EXERCISE PROMPT → Reproduce verbatim the lines of the items below, beginning with the line that contains "Objective — a point for each instance of the potted" and ending with the final line of the items. Leave the pictures out of your answer.
START PROVIDED DATA
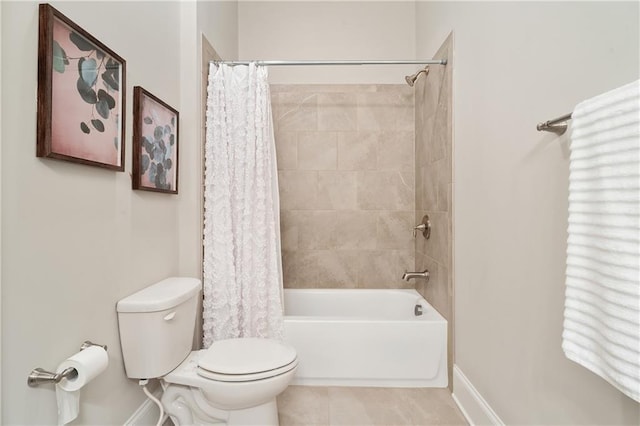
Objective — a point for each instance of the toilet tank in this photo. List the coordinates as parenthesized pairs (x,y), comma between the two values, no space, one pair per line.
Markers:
(156,326)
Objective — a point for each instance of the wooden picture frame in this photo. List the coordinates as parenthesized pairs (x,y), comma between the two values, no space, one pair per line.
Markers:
(81,95)
(155,143)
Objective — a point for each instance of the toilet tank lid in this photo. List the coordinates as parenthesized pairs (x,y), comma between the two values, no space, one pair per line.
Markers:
(165,294)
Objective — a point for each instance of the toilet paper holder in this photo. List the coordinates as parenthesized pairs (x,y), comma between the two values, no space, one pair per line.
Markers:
(39,376)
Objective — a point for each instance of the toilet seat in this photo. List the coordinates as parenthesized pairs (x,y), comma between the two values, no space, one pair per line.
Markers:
(246,377)
(246,359)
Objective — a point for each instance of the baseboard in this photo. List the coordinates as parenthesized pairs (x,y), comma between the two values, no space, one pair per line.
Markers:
(147,414)
(473,406)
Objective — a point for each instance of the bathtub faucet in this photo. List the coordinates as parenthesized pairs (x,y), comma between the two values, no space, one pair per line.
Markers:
(410,275)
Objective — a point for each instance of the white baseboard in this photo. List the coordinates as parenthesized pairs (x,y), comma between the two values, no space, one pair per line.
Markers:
(147,414)
(473,406)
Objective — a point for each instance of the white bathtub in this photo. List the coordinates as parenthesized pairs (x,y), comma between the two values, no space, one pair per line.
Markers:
(360,337)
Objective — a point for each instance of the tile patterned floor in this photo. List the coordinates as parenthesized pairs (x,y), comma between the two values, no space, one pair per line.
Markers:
(344,406)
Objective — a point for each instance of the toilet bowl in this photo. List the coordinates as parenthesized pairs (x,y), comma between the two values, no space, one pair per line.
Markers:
(233,382)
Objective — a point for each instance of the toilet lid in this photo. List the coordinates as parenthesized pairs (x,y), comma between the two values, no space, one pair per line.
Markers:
(246,356)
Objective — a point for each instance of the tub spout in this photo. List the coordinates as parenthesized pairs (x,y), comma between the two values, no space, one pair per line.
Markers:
(424,275)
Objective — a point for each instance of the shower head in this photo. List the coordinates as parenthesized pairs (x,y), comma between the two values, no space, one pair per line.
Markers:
(411,79)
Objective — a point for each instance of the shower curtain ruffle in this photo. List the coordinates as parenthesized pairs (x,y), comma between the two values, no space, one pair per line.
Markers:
(242,265)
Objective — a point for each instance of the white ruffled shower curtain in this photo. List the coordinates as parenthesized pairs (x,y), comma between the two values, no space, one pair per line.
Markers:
(242,264)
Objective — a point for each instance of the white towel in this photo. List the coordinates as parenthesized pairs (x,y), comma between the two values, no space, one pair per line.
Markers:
(602,305)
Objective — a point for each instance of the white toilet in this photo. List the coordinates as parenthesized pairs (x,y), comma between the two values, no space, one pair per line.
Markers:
(234,382)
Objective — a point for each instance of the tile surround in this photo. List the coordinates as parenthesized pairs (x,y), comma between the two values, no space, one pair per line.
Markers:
(434,183)
(346,174)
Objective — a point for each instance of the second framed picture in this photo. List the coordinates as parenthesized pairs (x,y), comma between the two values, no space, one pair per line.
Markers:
(155,143)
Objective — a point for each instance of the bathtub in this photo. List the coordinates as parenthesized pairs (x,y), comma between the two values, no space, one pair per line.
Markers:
(357,337)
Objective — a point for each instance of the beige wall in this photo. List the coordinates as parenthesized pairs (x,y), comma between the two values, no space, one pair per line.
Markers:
(317,30)
(516,64)
(76,239)
(433,163)
(346,178)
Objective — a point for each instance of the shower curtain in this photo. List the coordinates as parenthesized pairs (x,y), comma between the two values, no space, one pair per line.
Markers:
(242,264)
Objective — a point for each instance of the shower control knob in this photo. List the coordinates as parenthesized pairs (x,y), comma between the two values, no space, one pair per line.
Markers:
(424,227)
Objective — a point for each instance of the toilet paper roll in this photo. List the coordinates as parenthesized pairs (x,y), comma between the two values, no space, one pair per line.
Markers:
(88,364)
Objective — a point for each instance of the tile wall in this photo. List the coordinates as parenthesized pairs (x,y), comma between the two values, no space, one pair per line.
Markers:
(434,184)
(347,184)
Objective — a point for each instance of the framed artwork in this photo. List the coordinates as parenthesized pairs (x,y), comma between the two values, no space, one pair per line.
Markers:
(81,95)
(155,143)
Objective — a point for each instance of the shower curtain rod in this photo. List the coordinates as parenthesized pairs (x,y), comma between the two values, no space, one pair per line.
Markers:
(337,62)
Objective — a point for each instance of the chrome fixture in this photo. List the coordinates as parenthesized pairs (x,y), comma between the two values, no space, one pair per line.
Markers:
(424,275)
(39,376)
(417,310)
(557,125)
(332,62)
(424,227)
(411,79)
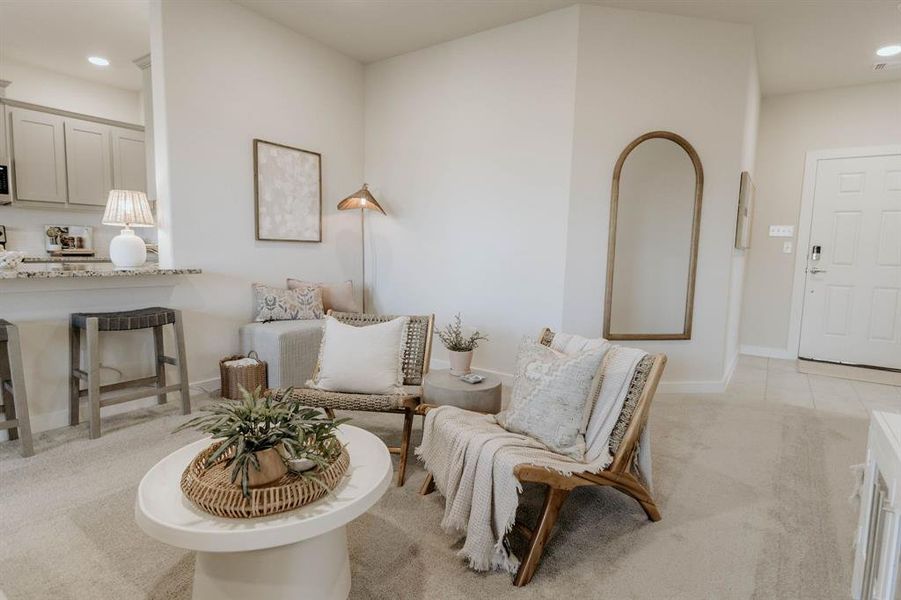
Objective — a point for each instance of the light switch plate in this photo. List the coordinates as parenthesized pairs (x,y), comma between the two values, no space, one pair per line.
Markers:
(782,230)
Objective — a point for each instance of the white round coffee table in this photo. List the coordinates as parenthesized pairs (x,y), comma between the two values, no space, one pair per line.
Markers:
(297,554)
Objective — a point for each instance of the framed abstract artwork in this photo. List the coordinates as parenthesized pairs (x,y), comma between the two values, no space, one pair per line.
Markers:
(746,193)
(287,186)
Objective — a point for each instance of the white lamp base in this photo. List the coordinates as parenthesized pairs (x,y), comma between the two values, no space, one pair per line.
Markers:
(127,250)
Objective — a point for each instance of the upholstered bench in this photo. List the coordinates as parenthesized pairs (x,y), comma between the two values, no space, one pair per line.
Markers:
(290,347)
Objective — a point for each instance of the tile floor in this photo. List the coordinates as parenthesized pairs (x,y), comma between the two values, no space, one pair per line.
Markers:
(763,380)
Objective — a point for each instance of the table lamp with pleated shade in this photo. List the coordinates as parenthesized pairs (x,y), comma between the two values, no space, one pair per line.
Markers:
(362,199)
(127,208)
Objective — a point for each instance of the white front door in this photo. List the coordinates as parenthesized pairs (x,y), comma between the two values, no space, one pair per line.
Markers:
(852,292)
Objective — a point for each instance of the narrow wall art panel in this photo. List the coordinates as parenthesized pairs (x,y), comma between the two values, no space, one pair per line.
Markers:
(287,193)
(747,191)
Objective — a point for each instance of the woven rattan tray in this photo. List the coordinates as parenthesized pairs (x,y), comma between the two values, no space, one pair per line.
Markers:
(211,491)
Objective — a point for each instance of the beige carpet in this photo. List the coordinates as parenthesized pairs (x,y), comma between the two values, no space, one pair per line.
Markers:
(754,499)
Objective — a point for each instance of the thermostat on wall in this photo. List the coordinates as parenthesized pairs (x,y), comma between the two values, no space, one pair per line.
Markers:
(782,230)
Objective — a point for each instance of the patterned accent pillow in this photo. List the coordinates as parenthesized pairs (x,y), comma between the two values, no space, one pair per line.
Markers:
(278,304)
(550,390)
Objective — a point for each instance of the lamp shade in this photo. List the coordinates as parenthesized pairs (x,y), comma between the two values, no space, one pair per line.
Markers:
(361,199)
(128,208)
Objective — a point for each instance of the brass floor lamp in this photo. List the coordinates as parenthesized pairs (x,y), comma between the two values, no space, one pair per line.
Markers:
(362,200)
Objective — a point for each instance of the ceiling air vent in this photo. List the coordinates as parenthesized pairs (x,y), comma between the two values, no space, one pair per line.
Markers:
(887,66)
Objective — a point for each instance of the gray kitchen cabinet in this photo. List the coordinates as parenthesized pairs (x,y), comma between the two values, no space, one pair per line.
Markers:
(39,156)
(88,162)
(129,159)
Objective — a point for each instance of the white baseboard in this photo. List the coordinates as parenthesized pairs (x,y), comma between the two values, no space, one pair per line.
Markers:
(768,352)
(60,418)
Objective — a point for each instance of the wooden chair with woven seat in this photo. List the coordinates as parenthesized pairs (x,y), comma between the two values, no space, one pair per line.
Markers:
(417,353)
(623,474)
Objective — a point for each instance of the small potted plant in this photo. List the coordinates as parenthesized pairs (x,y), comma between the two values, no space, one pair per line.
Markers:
(459,346)
(262,435)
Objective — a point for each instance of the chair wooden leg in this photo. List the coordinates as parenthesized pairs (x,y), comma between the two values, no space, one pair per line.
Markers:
(74,380)
(636,490)
(428,486)
(405,447)
(20,401)
(651,510)
(553,501)
(159,348)
(9,406)
(182,360)
(93,339)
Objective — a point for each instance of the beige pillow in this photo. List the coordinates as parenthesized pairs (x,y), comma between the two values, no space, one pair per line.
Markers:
(550,390)
(361,360)
(278,304)
(335,296)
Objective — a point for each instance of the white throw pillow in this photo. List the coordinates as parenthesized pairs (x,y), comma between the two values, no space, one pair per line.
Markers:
(550,390)
(361,360)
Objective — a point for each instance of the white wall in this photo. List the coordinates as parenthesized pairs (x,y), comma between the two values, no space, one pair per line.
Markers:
(222,77)
(468,149)
(495,154)
(641,72)
(790,126)
(48,88)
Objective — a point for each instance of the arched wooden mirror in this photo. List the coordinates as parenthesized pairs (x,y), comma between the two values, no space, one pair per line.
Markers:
(655,218)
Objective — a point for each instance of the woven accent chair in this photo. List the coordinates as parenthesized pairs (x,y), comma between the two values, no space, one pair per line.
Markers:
(417,352)
(623,473)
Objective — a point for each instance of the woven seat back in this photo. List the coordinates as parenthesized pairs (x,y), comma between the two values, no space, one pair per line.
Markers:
(418,345)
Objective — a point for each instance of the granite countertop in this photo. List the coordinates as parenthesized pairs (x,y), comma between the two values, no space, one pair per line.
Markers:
(58,259)
(59,269)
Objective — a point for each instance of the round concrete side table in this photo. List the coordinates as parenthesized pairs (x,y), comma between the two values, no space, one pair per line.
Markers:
(441,388)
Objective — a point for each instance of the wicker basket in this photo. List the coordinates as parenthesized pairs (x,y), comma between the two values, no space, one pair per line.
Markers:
(211,490)
(249,377)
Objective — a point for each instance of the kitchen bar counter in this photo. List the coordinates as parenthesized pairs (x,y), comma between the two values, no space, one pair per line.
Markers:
(54,270)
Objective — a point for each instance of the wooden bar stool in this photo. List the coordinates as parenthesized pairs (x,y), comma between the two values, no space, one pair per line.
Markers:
(155,385)
(12,384)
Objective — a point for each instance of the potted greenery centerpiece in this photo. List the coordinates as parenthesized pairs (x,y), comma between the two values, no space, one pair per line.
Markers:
(263,434)
(459,346)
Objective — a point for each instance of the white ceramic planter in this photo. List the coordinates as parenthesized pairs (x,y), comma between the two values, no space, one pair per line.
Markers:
(461,362)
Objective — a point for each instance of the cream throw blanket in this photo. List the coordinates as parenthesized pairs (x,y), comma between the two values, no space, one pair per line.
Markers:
(472,459)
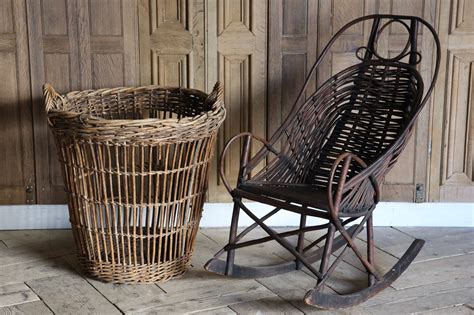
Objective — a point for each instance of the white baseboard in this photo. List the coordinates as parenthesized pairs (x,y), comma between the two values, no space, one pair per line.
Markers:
(219,214)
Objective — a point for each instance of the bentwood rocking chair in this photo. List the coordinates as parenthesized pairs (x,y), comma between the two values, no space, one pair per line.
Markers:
END PROVIDED DATA
RESPONSE →
Objective — a point for each instance of the potted greenery centerpiece in this photo. List the coordinates as parenthesized pairs (x,y), comma between the two values, no space, one pair per line.
Markers:
(263,434)
(459,346)
Objective — a point for each instance of the white ceramic planter in this photo. List the coordinates as parenthesized pairs (x,y), comma between the two values, no space, one pair per line.
Markers:
(461,362)
Objective — a point for each instance of the cream throw blanket in this photo. List the coordinates as parenthesized pairs (x,y), comma between the two values, no space, one pair per line.
Markers:
(472,459)
Objective — a point for each instance of the white baseboard in this photo. List the coordinates as parenthesized pairs (x,y), comma between the two values, no space, one pair per line.
Markers:
(219,214)
Objective — a point for each instance of the bentwood rocking chair in this photo. List the coordinates as parenthesized pairs (x,y), comma between the two values, no space, one pair per line.
Markers:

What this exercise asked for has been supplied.